**Task brief**
Turn every line of the records below into a numbered list, dropping any blank lines.

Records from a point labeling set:
******************************

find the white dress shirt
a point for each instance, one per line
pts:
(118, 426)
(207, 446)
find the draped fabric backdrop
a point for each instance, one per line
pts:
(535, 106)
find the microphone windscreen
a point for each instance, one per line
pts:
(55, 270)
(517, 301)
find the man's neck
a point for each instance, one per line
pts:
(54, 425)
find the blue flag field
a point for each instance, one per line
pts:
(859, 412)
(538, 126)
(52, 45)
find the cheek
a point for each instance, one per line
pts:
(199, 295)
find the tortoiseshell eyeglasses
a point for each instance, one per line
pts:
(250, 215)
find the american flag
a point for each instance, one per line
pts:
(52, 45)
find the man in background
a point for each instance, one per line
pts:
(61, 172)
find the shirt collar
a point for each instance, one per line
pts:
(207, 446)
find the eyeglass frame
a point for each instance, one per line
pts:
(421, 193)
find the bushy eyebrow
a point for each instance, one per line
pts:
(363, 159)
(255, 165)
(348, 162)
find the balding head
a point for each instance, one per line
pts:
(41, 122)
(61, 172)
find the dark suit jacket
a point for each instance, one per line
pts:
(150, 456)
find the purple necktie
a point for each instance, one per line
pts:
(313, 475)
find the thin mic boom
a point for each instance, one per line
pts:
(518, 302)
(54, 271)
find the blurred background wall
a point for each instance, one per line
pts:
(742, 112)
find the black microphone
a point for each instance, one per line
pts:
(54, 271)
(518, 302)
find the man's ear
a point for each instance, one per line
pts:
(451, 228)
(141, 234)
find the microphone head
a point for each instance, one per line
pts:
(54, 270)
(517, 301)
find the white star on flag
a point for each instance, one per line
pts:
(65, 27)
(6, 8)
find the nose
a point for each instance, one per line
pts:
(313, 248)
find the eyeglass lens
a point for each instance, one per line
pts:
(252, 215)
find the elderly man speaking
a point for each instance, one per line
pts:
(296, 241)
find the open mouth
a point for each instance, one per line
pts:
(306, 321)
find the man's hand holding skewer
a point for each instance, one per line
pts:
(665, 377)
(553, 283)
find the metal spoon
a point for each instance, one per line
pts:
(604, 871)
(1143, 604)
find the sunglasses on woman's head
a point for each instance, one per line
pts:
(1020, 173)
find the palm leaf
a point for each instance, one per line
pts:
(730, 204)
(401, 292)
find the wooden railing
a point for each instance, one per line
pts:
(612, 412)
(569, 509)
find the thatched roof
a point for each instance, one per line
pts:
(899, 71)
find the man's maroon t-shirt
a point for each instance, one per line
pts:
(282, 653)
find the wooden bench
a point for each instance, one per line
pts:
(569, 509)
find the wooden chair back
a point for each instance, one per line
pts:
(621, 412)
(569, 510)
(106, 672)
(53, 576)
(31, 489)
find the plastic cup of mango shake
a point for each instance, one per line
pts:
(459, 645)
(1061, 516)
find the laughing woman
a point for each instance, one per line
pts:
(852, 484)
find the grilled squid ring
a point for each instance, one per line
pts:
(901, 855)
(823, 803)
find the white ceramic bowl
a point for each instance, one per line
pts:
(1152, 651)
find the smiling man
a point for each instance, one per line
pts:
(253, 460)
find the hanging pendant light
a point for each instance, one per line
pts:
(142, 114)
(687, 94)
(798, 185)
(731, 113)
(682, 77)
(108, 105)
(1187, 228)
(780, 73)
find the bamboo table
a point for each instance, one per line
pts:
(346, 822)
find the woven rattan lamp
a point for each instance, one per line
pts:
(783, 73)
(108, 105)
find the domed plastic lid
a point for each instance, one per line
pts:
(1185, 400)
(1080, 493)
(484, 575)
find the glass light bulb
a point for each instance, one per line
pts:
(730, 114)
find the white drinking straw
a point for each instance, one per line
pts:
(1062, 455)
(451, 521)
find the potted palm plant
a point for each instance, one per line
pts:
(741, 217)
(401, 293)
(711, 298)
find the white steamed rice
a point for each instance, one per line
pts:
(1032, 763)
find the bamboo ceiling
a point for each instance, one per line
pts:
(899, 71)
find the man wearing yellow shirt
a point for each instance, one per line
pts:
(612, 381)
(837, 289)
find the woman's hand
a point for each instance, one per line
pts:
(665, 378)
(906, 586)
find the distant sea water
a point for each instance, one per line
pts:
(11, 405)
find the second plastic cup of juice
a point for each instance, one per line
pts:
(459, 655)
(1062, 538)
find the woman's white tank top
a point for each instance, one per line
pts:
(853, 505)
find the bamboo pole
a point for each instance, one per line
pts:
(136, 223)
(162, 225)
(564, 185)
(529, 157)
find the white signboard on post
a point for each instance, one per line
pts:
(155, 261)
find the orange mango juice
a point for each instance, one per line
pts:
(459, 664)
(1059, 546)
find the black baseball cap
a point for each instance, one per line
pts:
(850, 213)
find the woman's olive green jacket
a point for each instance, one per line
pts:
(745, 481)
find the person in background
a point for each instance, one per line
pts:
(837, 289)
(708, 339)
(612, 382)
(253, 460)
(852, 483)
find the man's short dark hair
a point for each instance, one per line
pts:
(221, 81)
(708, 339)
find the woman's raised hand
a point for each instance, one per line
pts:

******************************

**Solution to this exercise**
1. find the white dress shirt
2. a point for each instance, one per line
3. pts:
4. (118, 426)
5. (207, 446)
6. find the draped fabric backdrop
7. a point for each instance, one per line
8. pts:
9. (535, 106)
10. find the microphone windscreen
11. a point for each instance, one per line
12. pts:
13. (55, 270)
14. (517, 301)
15. find the man's neck
16. a point for each instance, one per line
17. pts:
18. (54, 425)
19. find the blue flag field
20. a point for each instance, one per line
21. pts:
22. (859, 412)
23. (538, 126)
24. (52, 45)
25. find the cheek
26. a point for each instance, one per line
27. pts:
28. (199, 295)
29. find the tortoiseshell eyeglasses
30. a point for each instance, one per line
31. pts:
32. (250, 215)
33. find the american flag
34. a point for each instance, one per line
35. pts:
36. (52, 45)
37. find the man in background
38. a point for each instance, one per line
39. pts:
40. (61, 172)
41. find the shirt collar
42. a point for each instance, one per line
43. pts:
44. (207, 446)
45. find the eyeglass frame
46. a point for each instance, one per line
47. pts:
48. (421, 193)
49. find the bushy eyebrow
50. a point for each instance, one per line
51. pts:
52. (363, 159)
53. (255, 165)
54. (348, 162)
55. find the balding head
56. a point for each instance, one per line
57. pts:
58. (41, 122)
59. (61, 172)
60. find the dark suit jacket
61. a point for each instance, one per line
62. pts:
63. (150, 456)
64. find the purple necktie
65. a point for each instance, one per line
66. pts:
67. (313, 475)
68. find the thin mic boom
69. a point for each instance, one per line
70. pts:
71. (518, 302)
72. (54, 271)
73. find the blurred background wall
74. a point for each instance, one per line
75. pts:
76. (742, 112)
77. find the black microphone
78. a point for each instance, one per line
79. pts:
80. (54, 271)
81. (518, 302)
82. find the man's ear
83. a point for each instance, one per line
84. pts:
85. (451, 228)
86. (141, 234)
87. find the microphone head
88. a point for each instance, one per line
89. pts:
90. (54, 270)
91. (517, 301)
92. find the white star on flag
93. a point for each instance, one per line
94. pts:
95. (65, 27)
96. (6, 8)
97. find the nose
98. a point for each instance, one per line
99. pts:
100. (313, 248)
101. find the eyeglass lens
102. a point for each instance, one per line
103. pts:
104. (252, 215)
105. find the elderly man speaking
106. a point for each instance, one per line
107. pts:
108. (296, 241)
109. find the open mouth
110. a point for each instance, one per line
111. pts:
112. (306, 321)
113. find the man's hand holding skewer
114. a point for each instance, one per line
115. pts:
116. (665, 377)
117. (553, 283)
118. find the metal spoon
119. a point for each instance, one per line
120. pts:
121. (604, 871)
122. (1143, 604)
123. find the sunglasses on woman's head
124. a point for each instance, one per line
125. pts:
126. (1020, 173)
127. find the palm leaf
128. a point for each instance, one per line
129. pts:
130. (730, 204)
131. (401, 292)
132. find the wooden railing
133. a point for each instance, one per line
134. pts:
135. (612, 412)
136. (569, 509)
137. find the thatched roof
138. a point for each instance, one per line
139. pts:
140. (899, 71)
141. find the man's maroon t-shirt
142. a point for each instance, one per line
143. pts:
144. (282, 653)
145. find the wooden bench
146. a point for each instance, one per line
147. pts:
148. (569, 509)
149. find the wooden chair back
150. a point for each instance, one per line
151. pts:
152. (621, 412)
153. (569, 510)
154. (106, 672)
155. (53, 576)
156. (31, 489)
157. find the plastic cup of mango shake
158. a point for each instance, one per line
159. pts:
160. (459, 645)
161. (1061, 516)
162. find the laughing woman
163. a point for each instance, one per line
164. pts:
165. (852, 484)
166. find the grilled squid ring
167. a point for each instance, one per line
168. pts:
169. (901, 855)
170. (823, 803)
171. find the white ceramic bowl
172. a point for each instance, one per line
173. pts:
174. (1152, 651)
175. find the smiling man
176. a point for each instance, one per line
177. pts:
178. (253, 460)
179. find the hanging pendant light
180. a point for each instance, one per line
181. pts:
182. (142, 114)
183. (687, 94)
184. (798, 185)
185. (731, 113)
186. (682, 77)
187. (108, 105)
188. (1187, 228)
189. (780, 73)
190. find the bamboo table
191. a point for each instance, one per line
192. pts:
193. (346, 822)
194. find the woven rattan lamp
195. a point for each instance, one per line
196. pts:
197. (783, 73)
198. (108, 105)
199. find the domed plastic lid
200. a point for each instance, one per line
201. pts:
202. (1185, 400)
203. (1080, 493)
204. (484, 575)
205. find the glass light bulb
206. a point for each instance, one per line
207. pts:
208. (730, 114)
209. find the white drinking straw
210. a point for each instance, one per line
211. pts:
212. (1062, 455)
213. (451, 521)
214. find the potted palm plant
215. a point for each instance, one per line
216. pts:
217. (741, 217)
218. (401, 293)
219. (711, 298)
220. find the white steamed rice
221. a point for each instance, one per line
222. pts:
223. (1032, 763)
224. find the bamboo ceiling
225. a point for each instance, one per line
226. pts:
227. (899, 71)
228. find the man wearing yellow shirt
229. a point for each instance, one per line
230. pts:
231. (612, 381)
232. (837, 289)
233. find the woman's hand
234. a point for each instance, one per line
235. pts:
236. (665, 378)
237. (906, 586)
238. find the distant sea water
239. a point for each instance, one per line
240. pts:
241. (11, 405)
242. find the second plastic cup of juice
243. a point for each instance, one per line
244. pts:
245. (459, 655)
246. (1062, 538)
247. find the woman's white tank top
248. a point for each instance, one per line
249. pts:
250. (853, 505)
251. find the bamboo pole
252. a point for each instance, one per line
253. pts:
254. (136, 223)
255. (162, 225)
256. (564, 185)
257. (529, 157)
258. find the white signboard on post
259. a point for each instance, one per line
260. pts:
261. (155, 261)
262. find the orange mango juice
263. a point for each instance, one per line
264. pts:
265. (459, 664)
266. (1059, 546)
267. find the black baseball cap
268. a point for each instance, one per line
269. pts:
270. (850, 213)
271. find the woman's olive green jacket
272. a point for each instance, one per line
273. pts:
274. (745, 481)
275. find the person in background
276. a point for each instance, one per line
277. pts:
278. (837, 289)
279. (708, 339)
280. (612, 382)
281. (253, 460)
282. (852, 483)
283. find the man's short dark hair
284. a point for each instance, one per line
285. pts:
286. (221, 81)
287. (708, 339)
288. find the woman's raised hand
289. a point for each instance, one per line
290. pts:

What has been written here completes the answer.